#### Data section ####

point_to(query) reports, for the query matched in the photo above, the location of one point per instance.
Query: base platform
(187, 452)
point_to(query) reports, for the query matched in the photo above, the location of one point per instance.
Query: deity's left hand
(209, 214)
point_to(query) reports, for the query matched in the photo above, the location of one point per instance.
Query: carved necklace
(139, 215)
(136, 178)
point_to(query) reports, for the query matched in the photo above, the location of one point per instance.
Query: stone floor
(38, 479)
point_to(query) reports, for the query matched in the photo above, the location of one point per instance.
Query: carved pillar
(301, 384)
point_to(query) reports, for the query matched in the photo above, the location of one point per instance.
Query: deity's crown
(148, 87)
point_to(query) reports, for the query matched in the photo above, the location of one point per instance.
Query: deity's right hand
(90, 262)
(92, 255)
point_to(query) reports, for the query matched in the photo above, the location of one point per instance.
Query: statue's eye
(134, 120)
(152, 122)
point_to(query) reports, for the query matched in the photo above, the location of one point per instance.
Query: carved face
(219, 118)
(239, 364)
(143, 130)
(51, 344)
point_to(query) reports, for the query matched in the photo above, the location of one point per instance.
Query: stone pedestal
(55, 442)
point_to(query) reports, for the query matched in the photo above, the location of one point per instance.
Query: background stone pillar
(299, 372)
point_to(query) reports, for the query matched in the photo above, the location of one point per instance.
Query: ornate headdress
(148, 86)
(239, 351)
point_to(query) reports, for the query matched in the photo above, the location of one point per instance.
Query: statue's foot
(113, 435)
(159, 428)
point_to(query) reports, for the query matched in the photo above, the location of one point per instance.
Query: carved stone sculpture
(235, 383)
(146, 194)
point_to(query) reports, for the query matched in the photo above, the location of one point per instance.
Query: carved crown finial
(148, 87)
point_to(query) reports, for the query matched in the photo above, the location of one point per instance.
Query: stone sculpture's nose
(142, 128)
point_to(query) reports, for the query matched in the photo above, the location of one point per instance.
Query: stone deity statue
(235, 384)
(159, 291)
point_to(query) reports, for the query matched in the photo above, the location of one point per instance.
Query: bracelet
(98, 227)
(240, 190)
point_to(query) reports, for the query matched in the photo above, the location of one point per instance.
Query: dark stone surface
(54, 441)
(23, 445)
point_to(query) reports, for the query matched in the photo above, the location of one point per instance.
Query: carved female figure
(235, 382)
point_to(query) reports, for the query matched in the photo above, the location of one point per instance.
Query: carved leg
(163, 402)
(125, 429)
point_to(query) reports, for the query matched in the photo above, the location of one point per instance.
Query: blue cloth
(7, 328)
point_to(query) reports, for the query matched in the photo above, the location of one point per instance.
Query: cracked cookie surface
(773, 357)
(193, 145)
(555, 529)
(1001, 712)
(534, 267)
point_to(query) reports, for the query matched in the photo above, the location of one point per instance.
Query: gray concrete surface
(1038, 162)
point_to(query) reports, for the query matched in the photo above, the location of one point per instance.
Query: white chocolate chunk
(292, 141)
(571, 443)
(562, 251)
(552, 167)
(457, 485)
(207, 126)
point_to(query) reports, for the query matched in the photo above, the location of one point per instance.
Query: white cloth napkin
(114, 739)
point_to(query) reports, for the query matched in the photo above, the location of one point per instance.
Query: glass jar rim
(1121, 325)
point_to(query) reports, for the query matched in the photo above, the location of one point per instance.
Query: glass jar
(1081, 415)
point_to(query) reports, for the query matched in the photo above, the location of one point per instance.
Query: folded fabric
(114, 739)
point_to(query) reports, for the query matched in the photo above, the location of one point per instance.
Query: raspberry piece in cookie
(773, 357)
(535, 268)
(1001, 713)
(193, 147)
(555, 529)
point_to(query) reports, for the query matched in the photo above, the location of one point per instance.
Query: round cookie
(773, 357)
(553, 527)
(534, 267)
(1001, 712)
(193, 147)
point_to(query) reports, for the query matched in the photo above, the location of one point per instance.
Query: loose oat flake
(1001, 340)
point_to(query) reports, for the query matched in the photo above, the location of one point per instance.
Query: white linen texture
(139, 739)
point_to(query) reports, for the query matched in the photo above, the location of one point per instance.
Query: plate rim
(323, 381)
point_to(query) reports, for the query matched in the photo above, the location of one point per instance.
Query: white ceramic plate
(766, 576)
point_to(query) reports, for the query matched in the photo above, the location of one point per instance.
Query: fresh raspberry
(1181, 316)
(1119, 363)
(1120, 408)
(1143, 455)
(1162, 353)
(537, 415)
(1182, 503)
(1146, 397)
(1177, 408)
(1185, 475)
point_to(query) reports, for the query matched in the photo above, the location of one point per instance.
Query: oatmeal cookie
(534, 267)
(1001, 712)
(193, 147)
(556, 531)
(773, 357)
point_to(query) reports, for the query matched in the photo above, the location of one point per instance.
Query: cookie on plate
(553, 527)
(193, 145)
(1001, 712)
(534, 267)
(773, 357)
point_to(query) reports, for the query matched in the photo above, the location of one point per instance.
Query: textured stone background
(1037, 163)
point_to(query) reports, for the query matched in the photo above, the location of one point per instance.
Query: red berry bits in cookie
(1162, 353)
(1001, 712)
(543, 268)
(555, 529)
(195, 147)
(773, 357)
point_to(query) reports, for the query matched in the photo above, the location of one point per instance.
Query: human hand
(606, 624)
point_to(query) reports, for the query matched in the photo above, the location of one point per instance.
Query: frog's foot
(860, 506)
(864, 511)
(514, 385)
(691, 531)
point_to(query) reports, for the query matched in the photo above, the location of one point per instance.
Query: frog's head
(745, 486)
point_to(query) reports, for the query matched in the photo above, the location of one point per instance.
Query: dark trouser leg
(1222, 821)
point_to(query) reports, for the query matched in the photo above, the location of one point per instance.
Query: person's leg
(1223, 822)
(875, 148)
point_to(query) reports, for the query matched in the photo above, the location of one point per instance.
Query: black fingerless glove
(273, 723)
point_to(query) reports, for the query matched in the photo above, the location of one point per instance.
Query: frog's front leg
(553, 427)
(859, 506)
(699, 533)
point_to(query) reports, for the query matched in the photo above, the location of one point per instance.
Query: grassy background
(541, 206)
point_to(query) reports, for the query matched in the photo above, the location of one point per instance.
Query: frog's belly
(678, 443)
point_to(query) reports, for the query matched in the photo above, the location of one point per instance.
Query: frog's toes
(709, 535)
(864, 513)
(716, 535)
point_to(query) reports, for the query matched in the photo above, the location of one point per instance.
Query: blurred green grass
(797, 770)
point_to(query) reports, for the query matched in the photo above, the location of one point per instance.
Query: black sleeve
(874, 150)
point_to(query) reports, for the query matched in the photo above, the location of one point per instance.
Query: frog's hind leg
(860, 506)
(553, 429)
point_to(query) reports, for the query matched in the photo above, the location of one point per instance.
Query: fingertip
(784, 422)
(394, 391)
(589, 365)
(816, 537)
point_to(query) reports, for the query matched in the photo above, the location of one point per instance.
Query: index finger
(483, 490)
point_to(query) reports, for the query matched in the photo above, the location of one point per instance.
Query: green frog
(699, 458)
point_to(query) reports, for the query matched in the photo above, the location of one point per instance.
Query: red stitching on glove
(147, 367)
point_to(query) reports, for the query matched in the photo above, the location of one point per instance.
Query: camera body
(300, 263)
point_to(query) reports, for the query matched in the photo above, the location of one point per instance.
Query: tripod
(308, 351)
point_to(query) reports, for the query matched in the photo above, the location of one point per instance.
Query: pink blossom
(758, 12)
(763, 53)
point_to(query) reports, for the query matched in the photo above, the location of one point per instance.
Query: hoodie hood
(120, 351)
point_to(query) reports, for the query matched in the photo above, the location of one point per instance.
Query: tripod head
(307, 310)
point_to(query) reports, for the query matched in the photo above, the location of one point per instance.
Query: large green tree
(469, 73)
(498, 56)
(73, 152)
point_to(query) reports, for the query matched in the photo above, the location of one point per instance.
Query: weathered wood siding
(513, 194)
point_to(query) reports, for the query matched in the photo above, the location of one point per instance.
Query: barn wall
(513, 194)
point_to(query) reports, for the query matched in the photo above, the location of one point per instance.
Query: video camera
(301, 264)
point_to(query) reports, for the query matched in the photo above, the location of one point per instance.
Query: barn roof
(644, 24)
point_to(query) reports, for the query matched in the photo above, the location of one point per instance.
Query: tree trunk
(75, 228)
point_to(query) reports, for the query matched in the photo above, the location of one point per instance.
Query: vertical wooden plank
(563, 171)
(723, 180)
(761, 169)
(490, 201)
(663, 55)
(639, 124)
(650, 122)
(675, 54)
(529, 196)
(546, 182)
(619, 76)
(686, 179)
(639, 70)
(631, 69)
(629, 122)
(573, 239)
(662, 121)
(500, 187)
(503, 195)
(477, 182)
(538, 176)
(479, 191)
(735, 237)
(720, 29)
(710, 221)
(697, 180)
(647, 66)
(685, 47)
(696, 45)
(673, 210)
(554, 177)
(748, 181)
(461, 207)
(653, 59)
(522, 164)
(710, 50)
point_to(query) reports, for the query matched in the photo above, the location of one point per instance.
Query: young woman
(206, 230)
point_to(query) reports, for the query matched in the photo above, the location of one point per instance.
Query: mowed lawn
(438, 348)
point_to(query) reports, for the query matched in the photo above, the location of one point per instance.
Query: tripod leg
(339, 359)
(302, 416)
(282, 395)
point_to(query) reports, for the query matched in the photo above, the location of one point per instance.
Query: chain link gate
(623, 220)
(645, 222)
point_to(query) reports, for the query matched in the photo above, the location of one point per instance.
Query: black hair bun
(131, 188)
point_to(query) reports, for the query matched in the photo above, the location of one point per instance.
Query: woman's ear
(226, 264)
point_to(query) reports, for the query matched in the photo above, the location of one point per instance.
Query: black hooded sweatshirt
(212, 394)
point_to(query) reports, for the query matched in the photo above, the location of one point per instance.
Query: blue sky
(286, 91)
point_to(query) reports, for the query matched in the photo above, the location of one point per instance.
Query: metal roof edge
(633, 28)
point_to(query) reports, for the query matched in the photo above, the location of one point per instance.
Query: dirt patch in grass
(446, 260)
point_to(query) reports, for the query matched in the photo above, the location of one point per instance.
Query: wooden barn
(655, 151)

####

Pull out every line of the records above that contains the word "white", matching case exactly.

Query: white chocolate chunk
Query: white cloth napkin
Query: white linen texture
Query: white ceramic plate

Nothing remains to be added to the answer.